**WHAT NEEDS TO BE DONE:**
How many lines in the records below contain the string "desk"? Reply with the number alone.

**LISTED ENTRIES:**
__________
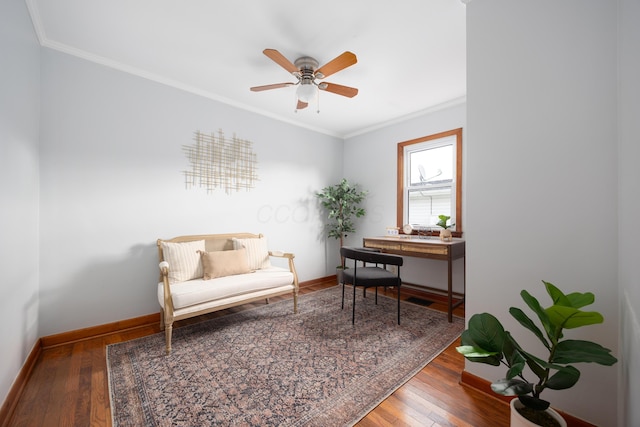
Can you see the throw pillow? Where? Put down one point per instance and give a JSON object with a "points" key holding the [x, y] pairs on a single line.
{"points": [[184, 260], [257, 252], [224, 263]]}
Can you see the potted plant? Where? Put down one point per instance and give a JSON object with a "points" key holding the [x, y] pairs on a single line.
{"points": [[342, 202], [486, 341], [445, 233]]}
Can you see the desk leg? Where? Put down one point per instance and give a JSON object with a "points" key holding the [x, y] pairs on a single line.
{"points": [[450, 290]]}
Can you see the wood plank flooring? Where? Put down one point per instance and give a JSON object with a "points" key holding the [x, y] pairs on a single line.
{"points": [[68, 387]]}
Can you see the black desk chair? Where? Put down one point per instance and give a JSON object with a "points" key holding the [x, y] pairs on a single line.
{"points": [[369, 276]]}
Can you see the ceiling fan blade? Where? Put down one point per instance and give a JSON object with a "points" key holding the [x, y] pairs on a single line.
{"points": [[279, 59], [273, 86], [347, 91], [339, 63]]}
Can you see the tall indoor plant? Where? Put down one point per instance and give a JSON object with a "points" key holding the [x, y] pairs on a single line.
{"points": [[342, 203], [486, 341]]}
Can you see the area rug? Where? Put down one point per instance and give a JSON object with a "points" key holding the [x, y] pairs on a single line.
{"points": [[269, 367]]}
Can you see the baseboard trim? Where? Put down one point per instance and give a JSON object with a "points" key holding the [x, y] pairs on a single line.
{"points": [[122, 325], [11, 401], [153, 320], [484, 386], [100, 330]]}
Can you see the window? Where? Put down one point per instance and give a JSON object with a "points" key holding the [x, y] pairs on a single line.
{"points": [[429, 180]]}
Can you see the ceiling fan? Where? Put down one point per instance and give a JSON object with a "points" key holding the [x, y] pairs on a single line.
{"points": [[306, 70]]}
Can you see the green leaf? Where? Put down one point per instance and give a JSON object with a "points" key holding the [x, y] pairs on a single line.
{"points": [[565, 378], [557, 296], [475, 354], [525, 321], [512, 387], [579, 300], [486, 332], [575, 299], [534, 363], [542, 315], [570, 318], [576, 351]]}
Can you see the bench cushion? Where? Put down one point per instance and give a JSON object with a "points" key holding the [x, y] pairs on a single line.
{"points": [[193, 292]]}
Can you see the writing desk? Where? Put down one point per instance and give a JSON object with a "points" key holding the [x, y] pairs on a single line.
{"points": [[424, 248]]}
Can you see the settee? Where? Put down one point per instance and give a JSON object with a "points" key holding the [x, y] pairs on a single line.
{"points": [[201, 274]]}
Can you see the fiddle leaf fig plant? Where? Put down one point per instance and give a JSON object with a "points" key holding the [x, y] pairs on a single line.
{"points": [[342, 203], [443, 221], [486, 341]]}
__________
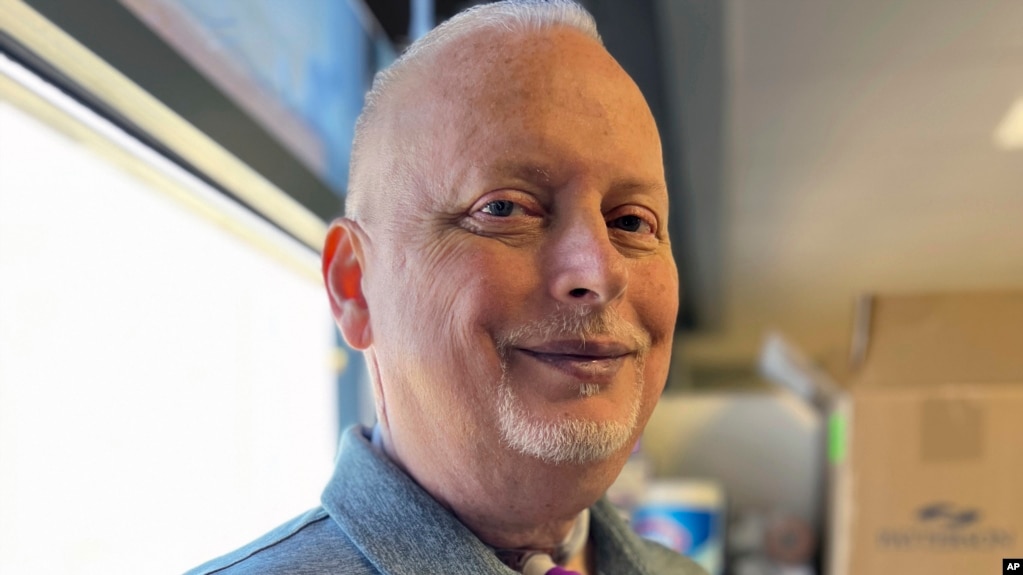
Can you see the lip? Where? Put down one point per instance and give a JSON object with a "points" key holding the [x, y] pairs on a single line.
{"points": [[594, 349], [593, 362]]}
__________
**SOLUTION:**
3